» **EXERCISE**:
Update the material below so that every "pin" becomes "marker", and leave everything else unchanged.

* * *

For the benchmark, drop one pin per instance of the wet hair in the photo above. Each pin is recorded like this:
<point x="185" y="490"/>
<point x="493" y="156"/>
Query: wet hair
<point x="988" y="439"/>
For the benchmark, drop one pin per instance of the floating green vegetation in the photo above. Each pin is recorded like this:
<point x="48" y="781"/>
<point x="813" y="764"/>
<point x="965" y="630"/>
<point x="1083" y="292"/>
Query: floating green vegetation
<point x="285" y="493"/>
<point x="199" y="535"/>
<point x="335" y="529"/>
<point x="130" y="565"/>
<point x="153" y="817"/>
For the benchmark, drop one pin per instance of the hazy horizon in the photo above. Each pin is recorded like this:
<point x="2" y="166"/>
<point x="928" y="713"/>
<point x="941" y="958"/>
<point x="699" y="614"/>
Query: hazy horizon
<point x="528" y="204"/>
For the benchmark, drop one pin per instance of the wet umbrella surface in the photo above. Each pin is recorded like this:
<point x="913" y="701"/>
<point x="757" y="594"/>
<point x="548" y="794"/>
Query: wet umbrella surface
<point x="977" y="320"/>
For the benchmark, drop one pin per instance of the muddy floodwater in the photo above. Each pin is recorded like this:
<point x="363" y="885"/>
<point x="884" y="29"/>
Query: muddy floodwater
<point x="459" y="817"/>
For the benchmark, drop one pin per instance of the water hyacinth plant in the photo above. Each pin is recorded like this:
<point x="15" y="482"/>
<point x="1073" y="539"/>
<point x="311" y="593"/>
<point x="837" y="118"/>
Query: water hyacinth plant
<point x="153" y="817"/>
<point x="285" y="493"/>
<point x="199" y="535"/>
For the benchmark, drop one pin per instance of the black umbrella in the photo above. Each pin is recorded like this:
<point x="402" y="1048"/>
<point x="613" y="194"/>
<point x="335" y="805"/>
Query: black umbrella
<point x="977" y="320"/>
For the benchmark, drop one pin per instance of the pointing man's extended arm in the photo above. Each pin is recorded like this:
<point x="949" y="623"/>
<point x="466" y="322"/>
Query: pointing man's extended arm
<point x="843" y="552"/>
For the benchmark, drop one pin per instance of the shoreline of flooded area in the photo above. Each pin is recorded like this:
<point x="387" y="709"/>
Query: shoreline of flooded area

* * *

» **RESULT OF THIS TASK**:
For the benchmark, drop one marker per instance of the wet hair in the photo above. Each marker is recorded like this:
<point x="185" y="490"/>
<point x="493" y="156"/>
Query: wet hair
<point x="988" y="439"/>
For the benchmark, drop one marker per instance of the floating green vegetation in the photo above. Each marker is recorded like this:
<point x="48" y="781"/>
<point x="813" y="764"/>
<point x="965" y="630"/>
<point x="1083" y="292"/>
Query: floating green vegetation
<point x="285" y="493"/>
<point x="199" y="535"/>
<point x="335" y="529"/>
<point x="130" y="565"/>
<point x="153" y="817"/>
For the benchmark, drop one marker per instance of the hazy horizon in the photo above. Each marker is recorded like this:
<point x="2" y="166"/>
<point x="928" y="713"/>
<point x="941" y="958"/>
<point x="699" y="614"/>
Query: hazy horizon
<point x="528" y="204"/>
For the benchmark, drop one marker per instance of the wet umbrella surface in the photo above. Each marker is recorded like this:
<point x="913" y="701"/>
<point x="757" y="594"/>
<point x="548" y="794"/>
Query: wet umbrella surface
<point x="977" y="320"/>
For the benchmark, drop one marker per instance of the muddy floodwater in the photo above. Each marker is recorded like this:
<point x="363" y="885"/>
<point x="884" y="29"/>
Query: muddy floodwater
<point x="459" y="817"/>
For the benchmark, drop one marker per instance of the water hyacinth plant in the photo above. Each marker is recorded like this:
<point x="15" y="482"/>
<point x="1073" y="539"/>
<point x="311" y="593"/>
<point x="837" y="118"/>
Query: water hyacinth plant
<point x="153" y="817"/>
<point x="285" y="493"/>
<point x="199" y="535"/>
For the benchmark, drop one marker per instance of the black umbrella in the photo above. Each marker is recorded like this:
<point x="402" y="1048"/>
<point x="613" y="194"/>
<point x="335" y="805"/>
Query: black umbrella
<point x="977" y="320"/>
For the benchmark, drop one marker per instance of the pointing man's extended arm in the photo above. Each marker is recorded like this:
<point x="949" y="623"/>
<point x="466" y="322"/>
Query: pointing man's extended arm
<point x="843" y="552"/>
For the benchmark, drop one marker per instance of the shoreline of flooded area in the photo above. Each marker is recorded like this:
<point x="387" y="709"/>
Query: shoreline of flooded area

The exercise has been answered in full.